* **Source**:
-=-=-=-=-

Lost in Translation
I had to use that title sometime. But it is so appropriate because I think that one of the reasons I became so intolerant of clichés is that I see their link to language. If you can’t speak the language, and link it to culture and cultural practices, then how can you understand the meaning behind a behavior? You can't, so you create or perpetuate a cliché. And language learning does not occur by osmosis, so people exist all of the time in bubbles of non-understanding. My problem, when I arrived in Aix-en-Provence, knowing no one, and of almost no interest to any of the faculty at the university, who were not exactly sure why I had come in the first place, was that I did not know how to best go about learning French. And when I finally realized that I needed in fact to pay for an enormously expensive intensive course at a language institute (or else go back to the U.S. unable to speak French), it was already January, I had been in Aix for almost six months, and I still could not even bring myself to enter a boutique in the centre ville for fear that a sales person would approach me and ask if I needed any help.

-=-=-=-=-

* **Dataset extract**:

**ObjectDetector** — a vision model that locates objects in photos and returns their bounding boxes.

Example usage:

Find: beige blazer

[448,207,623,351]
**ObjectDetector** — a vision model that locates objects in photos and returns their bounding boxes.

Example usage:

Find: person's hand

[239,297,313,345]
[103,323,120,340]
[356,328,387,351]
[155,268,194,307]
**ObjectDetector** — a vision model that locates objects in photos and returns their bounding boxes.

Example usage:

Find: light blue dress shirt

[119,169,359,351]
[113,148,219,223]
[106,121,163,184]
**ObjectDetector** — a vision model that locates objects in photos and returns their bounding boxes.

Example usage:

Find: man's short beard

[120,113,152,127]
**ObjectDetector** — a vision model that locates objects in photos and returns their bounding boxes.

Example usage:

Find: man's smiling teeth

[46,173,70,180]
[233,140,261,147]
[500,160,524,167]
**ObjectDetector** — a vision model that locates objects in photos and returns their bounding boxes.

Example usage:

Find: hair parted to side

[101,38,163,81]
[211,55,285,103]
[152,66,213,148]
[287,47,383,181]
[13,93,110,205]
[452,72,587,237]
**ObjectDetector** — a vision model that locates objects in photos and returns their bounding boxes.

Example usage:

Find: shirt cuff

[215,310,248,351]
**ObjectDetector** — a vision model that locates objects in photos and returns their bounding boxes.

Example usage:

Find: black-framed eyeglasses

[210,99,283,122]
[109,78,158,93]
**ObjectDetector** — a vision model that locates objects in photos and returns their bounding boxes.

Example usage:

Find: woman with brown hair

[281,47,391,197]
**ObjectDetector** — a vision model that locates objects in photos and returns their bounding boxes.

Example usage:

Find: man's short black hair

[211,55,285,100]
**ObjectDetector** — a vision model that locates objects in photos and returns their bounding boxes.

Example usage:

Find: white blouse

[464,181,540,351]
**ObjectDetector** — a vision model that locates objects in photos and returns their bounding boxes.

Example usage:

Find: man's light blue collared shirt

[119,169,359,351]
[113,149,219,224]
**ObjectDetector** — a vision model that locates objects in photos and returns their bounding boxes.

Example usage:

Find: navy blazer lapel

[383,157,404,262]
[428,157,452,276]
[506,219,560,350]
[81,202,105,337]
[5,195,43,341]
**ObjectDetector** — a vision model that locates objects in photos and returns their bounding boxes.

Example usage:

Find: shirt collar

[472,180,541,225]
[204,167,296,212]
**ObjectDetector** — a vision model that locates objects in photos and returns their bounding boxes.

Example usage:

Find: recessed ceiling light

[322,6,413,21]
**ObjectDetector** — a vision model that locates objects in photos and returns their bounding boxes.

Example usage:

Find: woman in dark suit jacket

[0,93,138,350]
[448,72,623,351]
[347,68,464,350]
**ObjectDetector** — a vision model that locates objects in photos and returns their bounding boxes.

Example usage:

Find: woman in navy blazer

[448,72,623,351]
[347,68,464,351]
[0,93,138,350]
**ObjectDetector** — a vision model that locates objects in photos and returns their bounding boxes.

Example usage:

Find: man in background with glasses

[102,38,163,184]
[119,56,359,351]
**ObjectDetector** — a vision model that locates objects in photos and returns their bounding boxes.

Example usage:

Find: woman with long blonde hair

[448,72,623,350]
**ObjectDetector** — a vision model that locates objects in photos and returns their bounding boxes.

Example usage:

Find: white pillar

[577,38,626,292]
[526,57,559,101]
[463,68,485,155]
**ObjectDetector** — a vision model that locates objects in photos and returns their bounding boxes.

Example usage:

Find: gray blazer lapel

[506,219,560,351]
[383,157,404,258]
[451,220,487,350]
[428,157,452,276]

-=-=-=-=-

* **What you should do**: Pick up the essay on learning French in Aix-en-Provence after its last sentence and continue it. The records were drawn from a separate source.

* **Output**:
More times than I care to admit I stood 10 metres from a pizza stand for up to an hour rehearsing how to say "Could I have a piece of anchovy pizza please?" The vexing thing was that people who I had listened to ordering pizza used different words for "a piece" of pizza, and I was haunted by the idea that I didn't know which word was right. I couldn't even tell if I was listening to a native speaker or some idiot who could only speak the language slightly better than I. What was the difference between une part and un morceau and une portion and une tranche? Who was right and who was wrong, and why all the possible words? In real French did you even say a "slice" of pizza, or did you always call it a portion? These thoughts held me frozen in place, often starving, as I rehearsed under my breath. Jars of nutella were looking very tasty.
Other than planning my dinners, exploring the markets on Tuesday, Thursday, and Saturday mornings, and going on excursions to typical Provençal tourist spots (les Baux, Arles, Avignon) organized by the tourist office, I was hanging out with my friend Marie-France. She had decided that it was not worth my while that she speak English at all, so she spoke to me only in French. Since I did not understand any of her stories, she was probably surprised and pleased to find that she could recount them as many times as she wished, and that each time I would seem utterly amazed and interested, expressing my captivation with smiling and head nodding, often in the wrong parts of the stories. Grunts and groans sufficed to express my agreement or sympathy for the ridiculousness of the situation that had befallen her (or him or them or us, who really knew?). These conversations often took place as Marie-France drove me to some hidden little beach on the coast east of Marseille so that we could take a dip after work or before going to a secluded seaside fish restaurant that she wanted to show me. As we wove vigorously in and out of the traffic en route to Cassis in her little Renault, and I clung urgently to the armrest, Marie-France told stories of being hit on by a former mayor of Bordeaux on the beach. At least that was what I thought the mayor was doing (and now, I know he was).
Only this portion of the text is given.